Write every entry out again, unchanged.

⁂

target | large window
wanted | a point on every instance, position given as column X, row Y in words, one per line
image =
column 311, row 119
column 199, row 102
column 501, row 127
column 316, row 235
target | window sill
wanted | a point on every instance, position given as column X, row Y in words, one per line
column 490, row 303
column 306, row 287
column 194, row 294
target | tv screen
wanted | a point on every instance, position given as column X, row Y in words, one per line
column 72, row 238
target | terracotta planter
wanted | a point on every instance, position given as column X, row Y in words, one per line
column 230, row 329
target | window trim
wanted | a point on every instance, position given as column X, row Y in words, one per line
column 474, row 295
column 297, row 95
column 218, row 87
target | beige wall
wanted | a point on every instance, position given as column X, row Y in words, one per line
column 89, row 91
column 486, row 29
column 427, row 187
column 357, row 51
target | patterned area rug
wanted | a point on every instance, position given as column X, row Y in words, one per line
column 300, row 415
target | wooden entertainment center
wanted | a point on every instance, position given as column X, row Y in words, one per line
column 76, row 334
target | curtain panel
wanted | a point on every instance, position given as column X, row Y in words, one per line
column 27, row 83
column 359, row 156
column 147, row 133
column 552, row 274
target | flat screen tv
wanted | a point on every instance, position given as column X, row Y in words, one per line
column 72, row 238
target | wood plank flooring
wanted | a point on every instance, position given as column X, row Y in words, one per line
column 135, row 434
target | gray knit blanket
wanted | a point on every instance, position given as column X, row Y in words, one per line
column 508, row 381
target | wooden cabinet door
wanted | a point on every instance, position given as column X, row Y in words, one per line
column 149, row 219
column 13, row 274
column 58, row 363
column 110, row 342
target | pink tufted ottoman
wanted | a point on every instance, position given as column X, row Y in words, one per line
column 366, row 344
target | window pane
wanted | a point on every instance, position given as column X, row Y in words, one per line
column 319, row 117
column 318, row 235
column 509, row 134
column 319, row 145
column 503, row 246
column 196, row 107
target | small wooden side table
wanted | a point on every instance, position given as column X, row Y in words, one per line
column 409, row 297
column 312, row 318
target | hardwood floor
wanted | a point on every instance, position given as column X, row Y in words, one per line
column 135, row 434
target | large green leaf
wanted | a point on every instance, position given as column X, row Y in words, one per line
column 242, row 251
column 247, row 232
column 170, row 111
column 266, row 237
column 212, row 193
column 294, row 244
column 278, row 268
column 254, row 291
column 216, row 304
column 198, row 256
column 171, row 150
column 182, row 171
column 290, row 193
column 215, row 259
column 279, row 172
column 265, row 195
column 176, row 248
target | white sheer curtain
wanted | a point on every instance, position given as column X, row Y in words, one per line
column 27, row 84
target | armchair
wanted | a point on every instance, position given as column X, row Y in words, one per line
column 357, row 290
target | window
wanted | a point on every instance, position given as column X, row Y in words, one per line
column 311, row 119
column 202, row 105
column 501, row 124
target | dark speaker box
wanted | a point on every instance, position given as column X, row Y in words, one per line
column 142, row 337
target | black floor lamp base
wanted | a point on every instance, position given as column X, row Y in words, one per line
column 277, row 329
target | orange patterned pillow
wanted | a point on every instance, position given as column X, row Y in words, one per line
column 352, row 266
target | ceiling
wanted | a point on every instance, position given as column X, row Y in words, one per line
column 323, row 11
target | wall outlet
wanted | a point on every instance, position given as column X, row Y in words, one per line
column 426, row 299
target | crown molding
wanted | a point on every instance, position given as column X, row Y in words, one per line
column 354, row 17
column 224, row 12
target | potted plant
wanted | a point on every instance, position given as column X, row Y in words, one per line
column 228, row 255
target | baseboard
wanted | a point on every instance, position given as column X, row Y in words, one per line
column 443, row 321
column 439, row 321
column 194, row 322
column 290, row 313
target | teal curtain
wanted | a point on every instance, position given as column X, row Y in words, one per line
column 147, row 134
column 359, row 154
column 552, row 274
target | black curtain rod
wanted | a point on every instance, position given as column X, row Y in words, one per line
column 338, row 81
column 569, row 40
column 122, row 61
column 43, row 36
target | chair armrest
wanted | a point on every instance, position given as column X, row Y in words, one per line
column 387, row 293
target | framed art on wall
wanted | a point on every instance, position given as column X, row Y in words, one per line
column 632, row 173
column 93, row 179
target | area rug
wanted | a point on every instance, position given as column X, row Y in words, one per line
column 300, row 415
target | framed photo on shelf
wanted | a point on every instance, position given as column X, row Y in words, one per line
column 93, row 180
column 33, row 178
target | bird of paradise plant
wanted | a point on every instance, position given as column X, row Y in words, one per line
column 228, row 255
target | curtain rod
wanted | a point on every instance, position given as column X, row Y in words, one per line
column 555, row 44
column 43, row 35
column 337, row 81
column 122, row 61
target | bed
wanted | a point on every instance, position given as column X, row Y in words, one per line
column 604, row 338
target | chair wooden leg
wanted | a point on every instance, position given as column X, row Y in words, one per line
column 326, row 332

⁂

- [Completed task]
target | large window
wanted | a point on every instance, position given as column X, row Y in words, one per line
image =
column 311, row 119
column 199, row 102
column 501, row 127
column 316, row 235
target | window sill
wanted | a point on every instance, position given as column X, row Y in words, one per line
column 490, row 303
column 306, row 287
column 194, row 294
target | tv screen
wanted | a point on every instance, position given as column X, row Y in words, one per line
column 72, row 238
target | terracotta planter
wanted | a point on every instance, position given as column X, row Y in words, one per line
column 230, row 329
target | window trim
wanted | a point on every instance, position given as column X, row Y in words, one per line
column 474, row 295
column 297, row 95
column 218, row 87
target | beige wall
wanted | a point on every instance, position given as column X, row Y in words, one per line
column 89, row 91
column 486, row 29
column 427, row 187
column 357, row 51
target | patterned area rug
wanted | a point on every instance, position given as column X, row Y in words, one per line
column 300, row 415
target | wooden entertainment center
wanted | a point on every instance, position given as column X, row Y in words, one per line
column 76, row 334
target | curtain panel
wanted | a point on every instance, position given as column X, row Y in words, one per line
column 27, row 83
column 359, row 156
column 147, row 133
column 552, row 274
target | flat screen tv
wanted | a point on every instance, position given as column X, row Y in words, one per line
column 72, row 238
target | wood plank flooring
wanted | a point on every instance, position given as column X, row Y in words, one per line
column 135, row 434
target | gray knit blanket
wanted | a point on every instance, position given as column X, row Y in words, one per line
column 508, row 381
target | wooden cabinet door
wanted | a point on every instance, position given as column X, row Y in words, one per line
column 149, row 219
column 13, row 274
column 58, row 363
column 110, row 342
target | pink tufted ottoman
wanted | a point on every instance, position given as column X, row Y in words, one per line
column 366, row 344
target | window pane
wanted | a point on every instance, position given as column X, row Y in words, one per line
column 319, row 117
column 318, row 235
column 509, row 134
column 319, row 145
column 503, row 246
column 196, row 107
target | small wooden side table
wanted | a point on every instance, position given as column X, row Y in words, one per line
column 409, row 297
column 312, row 318
target | hardwood floor
wanted | a point on every instance, position given as column X, row Y in words, one per line
column 135, row 434
target | large green leaf
wanted | a point on every instance, position given as column X, row Y in words, one per line
column 242, row 251
column 247, row 232
column 170, row 111
column 266, row 237
column 212, row 193
column 294, row 244
column 278, row 268
column 254, row 291
column 216, row 304
column 198, row 256
column 171, row 150
column 182, row 171
column 290, row 193
column 215, row 259
column 279, row 172
column 265, row 195
column 176, row 248
target | white sheer curtain
wanted | a point on every instance, position given as column X, row Y in words, one per line
column 27, row 84
target | armchair
wanted | a point on every instance, position given as column X, row Y in words, one per line
column 357, row 290
target | window
wanted | a point on every instance, position given as column X, row Y in words, one per line
column 311, row 119
column 202, row 105
column 501, row 124
target | dark speaker box
wanted | a point on every instance, position given as column X, row Y in words, one per line
column 142, row 337
target | black floor lamp base
wanted | a point on every instance, position given as column X, row Y in words, one per line
column 277, row 329
target | orange patterned pillow
wanted | a point on every instance, position given as column X, row Y in words, one per line
column 352, row 266
target | ceiling
wanted | a point on every instance, position given as column X, row Y in words, one per line
column 323, row 11
target | wall outlet
wanted | a point on every instance, position given as column X, row Y in words, one per line
column 426, row 299
target | crown molding
wanted | a point on every instance, position given as column X, row Y in words, one per line
column 354, row 17
column 224, row 12
target | potted plant
wanted | a point on every instance, position given as column X, row Y in words, one per line
column 228, row 255
target | baseboard
wanted | a point on every instance, position given as column X, row Y in words, one per line
column 443, row 321
column 439, row 321
column 194, row 322
column 290, row 313
target | teal curtain
wanted | a point on every instance, position given as column X, row Y in words, one per line
column 147, row 134
column 359, row 154
column 552, row 274
target | black curtain rod
wanted | a point on every instance, position given as column X, row Y in words, one per line
column 338, row 81
column 569, row 40
column 122, row 61
column 43, row 36
target | chair armrest
wanted | a point on every instance, position given as column X, row Y in words, one per line
column 387, row 293
target | framed art on wall
wanted | a point on every instance, position given as column X, row Y in words, one per line
column 632, row 173
column 93, row 179
target | area rug
wanted | a point on every instance, position given as column X, row Y in words, one per line
column 300, row 415
target | framed photo on shelf
wanted | a point on every instance, position given as column X, row Y in words, one per line
column 93, row 180
column 33, row 178
target | bird of paradise plant
wanted | a point on every instance, position given as column X, row Y in words, one per line
column 228, row 255
target | curtain rod
wanted | a point on every instance, position given as column X, row Y in words, one per line
column 555, row 44
column 43, row 35
column 337, row 81
column 122, row 61
target | bed
wanted | a point on every instance, position given as column X, row Y in words, one per line
column 604, row 338
target | chair wooden leg
wanted | a point on every instance, position given as column X, row Y in words, one per line
column 326, row 332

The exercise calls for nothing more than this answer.